■ **WORK REQUIRED**: Below is a text about the Farman F.45. List every entry in its "General information" part, giving each label and its value.

■ **TEXT SECTION**:
General information
- Type: Military reconnaissance aircraft
- National origin: France
- Manufacturer: Farman
- Number built: 1

History
- First flight: 1916

= Farman F.45 =

Prototype French military reconnaissance biplane of 1916

The Farman F.45 was a prototype military biplane built by Farman in France during World War I. Its performance proved disappointing and it was not ordered into production.

==Design==
The F.45 was of mostly conventional layout for its day, but represented a design departure for Farman. It was a single-bay, unstaggered sesquiplane with seating for the pilot and observer in tandem, open cockpits. It was powered by a piston engine in the nose driving a tractor propeller, and was equipped with fixed, tailskid undercarriage. The tail was of conventional design.

An unusual feature of the design was that instead of being attached directly to one or both sets of wings, the fuselage was mounted on struts in the interplane gap.

■ **DATA SEGMENT**:
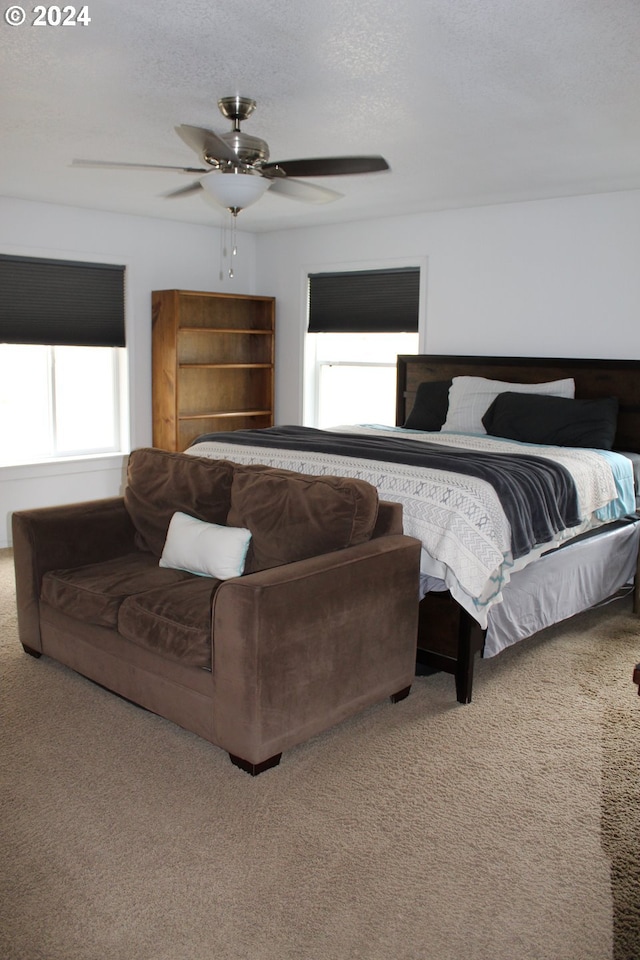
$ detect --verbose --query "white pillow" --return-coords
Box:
[442,377,576,433]
[160,513,251,580]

■ **RESPONSE**:
- Type: Military reconnaissance aircraft
- National origin: France
- Manufacturer: Farman
- Number built: 1